## WHAT TO DO
Identify every line in the entries below that contains the word "blanket" and copy each one in full. Case counts.

## RECORDS FOR PROCESSING
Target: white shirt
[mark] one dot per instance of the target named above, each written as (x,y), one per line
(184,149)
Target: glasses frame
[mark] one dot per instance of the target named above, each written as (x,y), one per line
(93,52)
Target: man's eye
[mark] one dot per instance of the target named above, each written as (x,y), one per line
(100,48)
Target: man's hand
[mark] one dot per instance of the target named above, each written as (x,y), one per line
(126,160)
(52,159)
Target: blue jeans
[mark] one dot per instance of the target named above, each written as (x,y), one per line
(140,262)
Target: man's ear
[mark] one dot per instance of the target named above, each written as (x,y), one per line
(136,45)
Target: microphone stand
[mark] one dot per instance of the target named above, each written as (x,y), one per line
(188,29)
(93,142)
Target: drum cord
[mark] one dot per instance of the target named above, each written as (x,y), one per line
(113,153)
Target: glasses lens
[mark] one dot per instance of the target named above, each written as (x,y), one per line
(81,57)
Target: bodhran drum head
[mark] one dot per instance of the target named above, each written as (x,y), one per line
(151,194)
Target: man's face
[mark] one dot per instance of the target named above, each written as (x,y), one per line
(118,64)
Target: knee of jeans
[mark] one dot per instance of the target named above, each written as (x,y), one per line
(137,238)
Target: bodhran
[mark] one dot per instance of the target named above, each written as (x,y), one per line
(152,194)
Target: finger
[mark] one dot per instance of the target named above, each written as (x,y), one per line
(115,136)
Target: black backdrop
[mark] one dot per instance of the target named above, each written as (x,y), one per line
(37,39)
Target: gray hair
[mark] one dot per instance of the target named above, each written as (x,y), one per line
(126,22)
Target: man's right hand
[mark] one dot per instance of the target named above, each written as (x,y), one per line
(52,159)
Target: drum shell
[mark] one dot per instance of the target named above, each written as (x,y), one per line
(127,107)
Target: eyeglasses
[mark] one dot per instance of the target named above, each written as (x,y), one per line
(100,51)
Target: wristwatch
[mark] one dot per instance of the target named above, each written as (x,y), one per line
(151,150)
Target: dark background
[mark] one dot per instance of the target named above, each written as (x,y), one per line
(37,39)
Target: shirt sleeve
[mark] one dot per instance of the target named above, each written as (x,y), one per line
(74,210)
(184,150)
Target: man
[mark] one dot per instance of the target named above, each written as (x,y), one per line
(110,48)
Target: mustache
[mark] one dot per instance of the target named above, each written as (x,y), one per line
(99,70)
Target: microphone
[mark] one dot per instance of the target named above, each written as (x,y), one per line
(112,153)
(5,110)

* * *

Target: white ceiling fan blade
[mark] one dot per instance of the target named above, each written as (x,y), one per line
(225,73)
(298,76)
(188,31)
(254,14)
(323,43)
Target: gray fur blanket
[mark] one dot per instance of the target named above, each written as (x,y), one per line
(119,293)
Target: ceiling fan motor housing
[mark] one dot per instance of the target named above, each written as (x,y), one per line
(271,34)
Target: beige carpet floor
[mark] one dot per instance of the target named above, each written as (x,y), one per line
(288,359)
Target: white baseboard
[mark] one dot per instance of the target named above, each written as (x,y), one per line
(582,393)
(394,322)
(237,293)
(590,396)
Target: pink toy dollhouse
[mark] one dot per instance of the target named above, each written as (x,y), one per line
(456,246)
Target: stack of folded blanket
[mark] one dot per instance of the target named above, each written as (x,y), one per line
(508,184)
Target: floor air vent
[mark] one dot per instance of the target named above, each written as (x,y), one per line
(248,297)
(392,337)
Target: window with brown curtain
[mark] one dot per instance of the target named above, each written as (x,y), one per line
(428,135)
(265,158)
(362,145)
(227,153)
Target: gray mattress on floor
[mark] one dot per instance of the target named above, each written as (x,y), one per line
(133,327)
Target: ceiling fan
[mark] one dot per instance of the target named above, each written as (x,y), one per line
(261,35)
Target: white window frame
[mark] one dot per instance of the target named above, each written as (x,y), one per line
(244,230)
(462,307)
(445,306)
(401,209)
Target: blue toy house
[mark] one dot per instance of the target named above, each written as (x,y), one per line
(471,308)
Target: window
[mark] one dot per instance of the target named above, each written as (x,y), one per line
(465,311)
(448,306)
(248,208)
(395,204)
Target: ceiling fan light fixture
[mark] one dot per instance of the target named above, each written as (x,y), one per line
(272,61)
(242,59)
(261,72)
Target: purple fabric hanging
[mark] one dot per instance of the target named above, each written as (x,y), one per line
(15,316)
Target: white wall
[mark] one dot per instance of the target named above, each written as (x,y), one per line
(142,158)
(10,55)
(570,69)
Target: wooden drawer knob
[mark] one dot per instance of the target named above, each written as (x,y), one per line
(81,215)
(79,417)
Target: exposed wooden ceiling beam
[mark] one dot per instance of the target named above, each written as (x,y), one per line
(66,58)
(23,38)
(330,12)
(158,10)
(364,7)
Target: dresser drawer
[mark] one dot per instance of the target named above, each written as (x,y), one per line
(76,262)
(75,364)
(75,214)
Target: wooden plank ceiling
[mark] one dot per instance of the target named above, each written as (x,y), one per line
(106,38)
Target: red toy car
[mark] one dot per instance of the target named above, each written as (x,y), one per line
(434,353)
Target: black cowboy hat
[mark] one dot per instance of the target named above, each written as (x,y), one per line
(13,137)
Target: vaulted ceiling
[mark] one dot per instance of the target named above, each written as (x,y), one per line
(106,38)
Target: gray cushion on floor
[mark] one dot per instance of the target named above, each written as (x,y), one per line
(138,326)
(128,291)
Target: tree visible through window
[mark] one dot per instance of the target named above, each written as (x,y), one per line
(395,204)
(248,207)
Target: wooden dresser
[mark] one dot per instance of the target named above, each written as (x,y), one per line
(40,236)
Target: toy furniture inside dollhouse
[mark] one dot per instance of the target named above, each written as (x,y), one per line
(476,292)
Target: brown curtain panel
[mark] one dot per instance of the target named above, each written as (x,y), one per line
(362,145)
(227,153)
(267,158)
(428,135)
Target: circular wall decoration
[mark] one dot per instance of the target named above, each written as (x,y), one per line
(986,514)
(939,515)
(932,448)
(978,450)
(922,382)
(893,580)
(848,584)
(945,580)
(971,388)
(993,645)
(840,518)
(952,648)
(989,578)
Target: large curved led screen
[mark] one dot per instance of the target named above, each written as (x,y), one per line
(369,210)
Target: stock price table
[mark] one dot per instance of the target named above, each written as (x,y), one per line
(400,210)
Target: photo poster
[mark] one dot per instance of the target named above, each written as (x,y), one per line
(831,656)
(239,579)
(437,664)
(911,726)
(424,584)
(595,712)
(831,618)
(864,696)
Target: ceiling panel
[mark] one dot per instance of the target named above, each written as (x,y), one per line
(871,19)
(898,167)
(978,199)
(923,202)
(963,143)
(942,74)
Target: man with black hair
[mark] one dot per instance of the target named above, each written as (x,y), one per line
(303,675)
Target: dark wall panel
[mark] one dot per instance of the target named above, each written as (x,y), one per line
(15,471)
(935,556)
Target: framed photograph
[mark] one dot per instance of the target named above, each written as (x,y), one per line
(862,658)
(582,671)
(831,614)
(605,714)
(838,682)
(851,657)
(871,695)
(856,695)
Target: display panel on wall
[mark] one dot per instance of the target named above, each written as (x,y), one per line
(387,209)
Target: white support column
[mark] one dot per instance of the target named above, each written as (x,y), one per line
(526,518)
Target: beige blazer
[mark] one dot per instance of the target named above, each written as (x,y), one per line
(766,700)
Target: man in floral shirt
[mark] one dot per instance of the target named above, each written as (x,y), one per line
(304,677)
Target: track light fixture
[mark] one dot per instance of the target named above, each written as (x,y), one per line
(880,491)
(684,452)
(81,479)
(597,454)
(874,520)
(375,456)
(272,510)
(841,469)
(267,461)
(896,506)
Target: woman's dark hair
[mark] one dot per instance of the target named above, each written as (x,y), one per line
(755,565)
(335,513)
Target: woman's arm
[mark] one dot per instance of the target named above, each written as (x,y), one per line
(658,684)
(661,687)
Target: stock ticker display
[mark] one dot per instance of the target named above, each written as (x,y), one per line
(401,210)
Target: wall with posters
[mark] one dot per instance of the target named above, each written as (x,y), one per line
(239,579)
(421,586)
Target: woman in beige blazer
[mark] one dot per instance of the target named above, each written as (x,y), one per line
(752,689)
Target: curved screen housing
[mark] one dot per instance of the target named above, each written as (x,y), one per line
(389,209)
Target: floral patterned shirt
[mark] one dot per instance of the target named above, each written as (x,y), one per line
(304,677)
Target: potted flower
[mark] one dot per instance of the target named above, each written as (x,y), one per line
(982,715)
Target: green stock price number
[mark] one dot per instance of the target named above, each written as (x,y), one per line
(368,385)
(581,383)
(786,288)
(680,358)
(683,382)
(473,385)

## RESULT
Target: gray fur blanket
Target: stack of folded blanket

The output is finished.